The line containing "Pass this photo to locate to point out the dark" and every line after it, through the end of the records below: repeat them exactly, nothing more.

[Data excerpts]

----------------------------------------

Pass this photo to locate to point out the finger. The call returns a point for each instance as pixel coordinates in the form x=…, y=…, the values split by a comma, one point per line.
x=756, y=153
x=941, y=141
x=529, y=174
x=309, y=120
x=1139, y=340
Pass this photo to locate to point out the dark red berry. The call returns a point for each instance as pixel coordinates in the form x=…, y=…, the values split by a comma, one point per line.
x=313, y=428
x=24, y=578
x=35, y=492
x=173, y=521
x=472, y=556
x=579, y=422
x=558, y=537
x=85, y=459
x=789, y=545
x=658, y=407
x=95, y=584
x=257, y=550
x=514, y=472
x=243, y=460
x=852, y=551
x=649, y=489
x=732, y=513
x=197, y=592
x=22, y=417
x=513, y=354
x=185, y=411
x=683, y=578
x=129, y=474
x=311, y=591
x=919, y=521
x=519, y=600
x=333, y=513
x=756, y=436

----------------------------------------

→ RESULT OF THE EXERCISE
Pass this photo to locate to point out the dark red berry. The call returns a point for each instance as pixel coordinates in the form x=…, y=…, the values split by a comma, one point per line.
x=313, y=428
x=24, y=578
x=35, y=492
x=173, y=521
x=472, y=556
x=579, y=422
x=558, y=537
x=85, y=459
x=789, y=545
x=658, y=407
x=95, y=584
x=257, y=550
x=514, y=472
x=243, y=460
x=852, y=551
x=649, y=489
x=732, y=513
x=197, y=592
x=22, y=417
x=513, y=354
x=185, y=411
x=683, y=578
x=129, y=474
x=311, y=591
x=919, y=521
x=519, y=600
x=333, y=513
x=756, y=436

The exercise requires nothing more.